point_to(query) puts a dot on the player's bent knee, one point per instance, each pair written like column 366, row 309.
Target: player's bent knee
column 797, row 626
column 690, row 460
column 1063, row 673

# [Problem description]
Reproduce all of the data above verbatim, line for line, with no changes.

# [Full response]
point_to(query) puts a dot on the player's bent knee, one point per instance, each pair written like column 366, row 309.
Target: player's bent knee
column 797, row 626
column 690, row 460
column 1063, row 673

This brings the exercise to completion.